** start of Listing **
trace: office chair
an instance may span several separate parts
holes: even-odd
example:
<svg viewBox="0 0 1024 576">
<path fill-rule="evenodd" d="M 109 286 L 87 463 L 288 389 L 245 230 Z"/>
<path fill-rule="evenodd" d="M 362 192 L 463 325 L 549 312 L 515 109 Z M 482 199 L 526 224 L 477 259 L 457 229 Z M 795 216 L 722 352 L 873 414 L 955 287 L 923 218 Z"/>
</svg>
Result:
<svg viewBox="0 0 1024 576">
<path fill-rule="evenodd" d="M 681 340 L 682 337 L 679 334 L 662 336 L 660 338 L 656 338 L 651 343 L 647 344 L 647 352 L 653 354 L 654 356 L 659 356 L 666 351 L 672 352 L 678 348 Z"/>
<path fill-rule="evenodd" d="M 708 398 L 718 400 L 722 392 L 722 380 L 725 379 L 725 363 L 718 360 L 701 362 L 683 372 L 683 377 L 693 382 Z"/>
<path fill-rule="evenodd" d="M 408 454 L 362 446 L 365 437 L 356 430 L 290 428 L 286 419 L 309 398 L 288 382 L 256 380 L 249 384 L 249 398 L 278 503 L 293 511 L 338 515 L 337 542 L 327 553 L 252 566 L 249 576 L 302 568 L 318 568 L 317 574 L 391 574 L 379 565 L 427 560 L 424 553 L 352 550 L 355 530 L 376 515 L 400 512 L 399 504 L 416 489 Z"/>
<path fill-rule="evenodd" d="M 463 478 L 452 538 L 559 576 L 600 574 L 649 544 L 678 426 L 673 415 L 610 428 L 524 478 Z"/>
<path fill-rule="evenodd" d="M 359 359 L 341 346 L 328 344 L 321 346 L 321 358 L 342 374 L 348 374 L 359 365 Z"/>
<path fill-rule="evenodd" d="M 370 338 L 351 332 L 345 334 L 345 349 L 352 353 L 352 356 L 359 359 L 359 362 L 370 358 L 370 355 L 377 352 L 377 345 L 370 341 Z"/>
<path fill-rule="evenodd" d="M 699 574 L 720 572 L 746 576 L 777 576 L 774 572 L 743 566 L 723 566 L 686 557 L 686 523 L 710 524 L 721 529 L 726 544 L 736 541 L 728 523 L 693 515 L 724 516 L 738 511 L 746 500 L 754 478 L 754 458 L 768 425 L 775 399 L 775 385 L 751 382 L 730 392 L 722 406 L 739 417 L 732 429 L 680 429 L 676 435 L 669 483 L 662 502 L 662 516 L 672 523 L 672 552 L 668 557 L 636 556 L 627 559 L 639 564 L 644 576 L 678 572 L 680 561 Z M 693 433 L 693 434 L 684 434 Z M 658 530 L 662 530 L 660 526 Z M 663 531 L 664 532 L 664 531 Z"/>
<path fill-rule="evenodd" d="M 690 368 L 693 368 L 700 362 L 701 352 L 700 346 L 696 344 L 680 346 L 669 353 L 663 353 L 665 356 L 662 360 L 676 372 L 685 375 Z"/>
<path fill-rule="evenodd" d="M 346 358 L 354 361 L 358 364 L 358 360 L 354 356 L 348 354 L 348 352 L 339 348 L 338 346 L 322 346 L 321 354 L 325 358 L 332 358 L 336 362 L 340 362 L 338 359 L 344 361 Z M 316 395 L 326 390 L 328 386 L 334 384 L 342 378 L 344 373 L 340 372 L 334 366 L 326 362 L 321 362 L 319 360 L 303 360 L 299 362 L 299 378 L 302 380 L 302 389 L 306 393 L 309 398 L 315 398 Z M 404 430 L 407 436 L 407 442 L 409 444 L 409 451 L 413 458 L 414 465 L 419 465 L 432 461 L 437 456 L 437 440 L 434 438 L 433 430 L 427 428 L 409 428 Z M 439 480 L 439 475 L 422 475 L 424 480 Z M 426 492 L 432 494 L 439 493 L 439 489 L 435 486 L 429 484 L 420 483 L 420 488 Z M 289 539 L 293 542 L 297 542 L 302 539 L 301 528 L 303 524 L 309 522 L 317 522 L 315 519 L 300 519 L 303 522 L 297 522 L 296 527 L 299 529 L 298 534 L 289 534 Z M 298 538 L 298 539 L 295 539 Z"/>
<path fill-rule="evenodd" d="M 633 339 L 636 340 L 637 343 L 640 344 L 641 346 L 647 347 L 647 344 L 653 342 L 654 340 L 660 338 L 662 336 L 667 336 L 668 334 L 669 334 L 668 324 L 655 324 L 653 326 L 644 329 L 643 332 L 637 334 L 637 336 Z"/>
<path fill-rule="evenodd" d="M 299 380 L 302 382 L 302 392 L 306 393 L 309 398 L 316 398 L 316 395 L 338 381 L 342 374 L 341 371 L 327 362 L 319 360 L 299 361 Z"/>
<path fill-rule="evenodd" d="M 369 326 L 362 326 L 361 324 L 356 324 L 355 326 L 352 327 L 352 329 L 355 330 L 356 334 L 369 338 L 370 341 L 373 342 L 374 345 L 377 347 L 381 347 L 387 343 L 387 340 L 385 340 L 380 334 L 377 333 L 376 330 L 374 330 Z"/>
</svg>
** end of Listing **
Aim
Convert everything from the start of the data down to the line containing "708 398 L 718" into a numbered list, and leave out any blank lines.

Solution to the problem
1. trace: office chair
2. an instance may span several separate parts
3. holes: even-odd
4. example:
5. <svg viewBox="0 0 1024 576">
6. <path fill-rule="evenodd" d="M 109 286 L 87 463 L 288 389 L 245 230 Z"/>
7. <path fill-rule="evenodd" d="M 362 192 L 463 325 L 549 312 L 515 109 Z M 482 199 L 526 224 L 477 259 L 457 229 Z M 795 216 L 722 352 L 873 414 L 955 287 L 923 218 Z"/>
8. </svg>
9. Result:
10. <svg viewBox="0 0 1024 576">
11. <path fill-rule="evenodd" d="M 681 340 L 682 337 L 679 334 L 662 336 L 660 338 L 656 338 L 651 343 L 647 344 L 647 352 L 653 354 L 654 356 L 659 356 L 666 351 L 672 352 L 678 348 Z"/>
12. <path fill-rule="evenodd" d="M 708 398 L 718 400 L 722 392 L 722 380 L 725 379 L 725 363 L 718 360 L 701 362 L 683 372 L 683 377 L 693 382 Z"/>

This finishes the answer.